(PROBLEM TO SOLVE): Your task is to retype all of the records below with complete accuracy.

(DATASET):
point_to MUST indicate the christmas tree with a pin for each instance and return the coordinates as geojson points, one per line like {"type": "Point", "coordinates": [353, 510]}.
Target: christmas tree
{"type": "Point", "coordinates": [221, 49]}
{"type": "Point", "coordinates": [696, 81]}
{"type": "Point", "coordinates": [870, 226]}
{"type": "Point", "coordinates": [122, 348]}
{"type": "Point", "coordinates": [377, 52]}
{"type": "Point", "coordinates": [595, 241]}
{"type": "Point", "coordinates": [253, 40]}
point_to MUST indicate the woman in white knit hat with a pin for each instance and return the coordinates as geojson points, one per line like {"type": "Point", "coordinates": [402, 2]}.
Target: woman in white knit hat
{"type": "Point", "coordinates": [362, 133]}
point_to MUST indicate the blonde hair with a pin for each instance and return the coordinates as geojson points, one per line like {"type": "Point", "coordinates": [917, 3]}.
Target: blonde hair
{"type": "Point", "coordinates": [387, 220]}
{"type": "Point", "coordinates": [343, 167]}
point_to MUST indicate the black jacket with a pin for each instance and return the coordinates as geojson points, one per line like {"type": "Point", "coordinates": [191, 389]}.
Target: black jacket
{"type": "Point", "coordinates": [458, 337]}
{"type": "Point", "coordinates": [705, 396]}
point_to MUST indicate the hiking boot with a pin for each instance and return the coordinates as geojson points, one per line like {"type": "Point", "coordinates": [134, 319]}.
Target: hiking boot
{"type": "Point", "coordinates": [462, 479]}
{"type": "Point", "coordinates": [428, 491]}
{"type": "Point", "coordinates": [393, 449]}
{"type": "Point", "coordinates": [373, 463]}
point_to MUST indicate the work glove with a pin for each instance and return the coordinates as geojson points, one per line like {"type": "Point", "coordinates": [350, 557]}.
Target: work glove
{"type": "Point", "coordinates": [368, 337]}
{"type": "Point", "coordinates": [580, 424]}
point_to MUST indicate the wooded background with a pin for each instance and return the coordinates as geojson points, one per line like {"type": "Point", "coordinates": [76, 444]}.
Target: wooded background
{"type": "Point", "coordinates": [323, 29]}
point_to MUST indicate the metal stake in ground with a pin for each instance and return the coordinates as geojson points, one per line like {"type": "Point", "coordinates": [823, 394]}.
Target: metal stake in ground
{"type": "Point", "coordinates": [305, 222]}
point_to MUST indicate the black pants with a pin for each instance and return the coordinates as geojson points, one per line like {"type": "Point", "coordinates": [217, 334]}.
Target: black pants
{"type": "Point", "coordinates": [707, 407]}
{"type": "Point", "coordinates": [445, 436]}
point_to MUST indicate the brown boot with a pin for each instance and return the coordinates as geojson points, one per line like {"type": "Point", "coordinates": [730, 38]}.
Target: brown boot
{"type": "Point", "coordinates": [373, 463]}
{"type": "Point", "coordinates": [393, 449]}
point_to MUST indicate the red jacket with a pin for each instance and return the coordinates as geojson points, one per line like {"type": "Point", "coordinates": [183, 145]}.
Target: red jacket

(SOLUTION FOR THIS PROBLEM):
point_to MUST indicate the christmas tree with a pin for each instance and return the coordinates as geojson points, one per line like {"type": "Point", "coordinates": [353, 510]}.
Target: christmas tree
{"type": "Point", "coordinates": [221, 49]}
{"type": "Point", "coordinates": [696, 81]}
{"type": "Point", "coordinates": [870, 226]}
{"type": "Point", "coordinates": [122, 348]}
{"type": "Point", "coordinates": [377, 52]}
{"type": "Point", "coordinates": [595, 241]}
{"type": "Point", "coordinates": [253, 40]}
point_to MUST indicate the woman in white knit hat with a pin for each instance and return the coordinates as geojson points, one per line like {"type": "Point", "coordinates": [402, 2]}.
Target: woman in white knit hat
{"type": "Point", "coordinates": [362, 133]}
point_to MUST indicate the blonde hair with a pin for each instance and return the coordinates as geojson points, one per line like {"type": "Point", "coordinates": [917, 3]}.
Target: blonde hair
{"type": "Point", "coordinates": [387, 220]}
{"type": "Point", "coordinates": [343, 167]}
point_to MUST indicate the black jacket with a pin for each instance and return the coordinates as geojson points, one per line like {"type": "Point", "coordinates": [191, 389]}.
Target: black jacket
{"type": "Point", "coordinates": [458, 337]}
{"type": "Point", "coordinates": [705, 396]}
point_to MUST indicate the hiking boot with a pin for each instance and return the coordinates as geojson points, one per line like {"type": "Point", "coordinates": [134, 319]}.
Target: hiking boot
{"type": "Point", "coordinates": [462, 479]}
{"type": "Point", "coordinates": [428, 491]}
{"type": "Point", "coordinates": [393, 449]}
{"type": "Point", "coordinates": [373, 463]}
point_to MUST indicate the work glove with a pin for each instance and return the coordinates as geojson points, one per line like {"type": "Point", "coordinates": [350, 557]}.
Target: work glove
{"type": "Point", "coordinates": [368, 337]}
{"type": "Point", "coordinates": [580, 424]}
point_to MUST indicate the wooded background with a pin for each instance and return the coordinates as geojson points, one per line like {"type": "Point", "coordinates": [76, 444]}.
Target: wooded background
{"type": "Point", "coordinates": [323, 29]}
point_to MUST indicate the metal stake in ground with a pin for each instance and return the coordinates as geojson points, one per line like {"type": "Point", "coordinates": [823, 394]}.
Target: metal stake in ground
{"type": "Point", "coordinates": [305, 222]}
point_to MUST indicate the black pants with a pin for each instance and return the coordinates as geojson points, one per line like {"type": "Point", "coordinates": [217, 334]}.
Target: black pants
{"type": "Point", "coordinates": [707, 407]}
{"type": "Point", "coordinates": [445, 436]}
point_to MUST indicate the brown boot with a pin for each instance and return the coordinates as geojson points, one per line like {"type": "Point", "coordinates": [730, 38]}.
Target: brown boot
{"type": "Point", "coordinates": [373, 463]}
{"type": "Point", "coordinates": [393, 449]}
point_to MUST indicate the red jacket with a pin for each instance and return the coordinates as geojson points, one per line like {"type": "Point", "coordinates": [183, 145]}.
Target: red jacket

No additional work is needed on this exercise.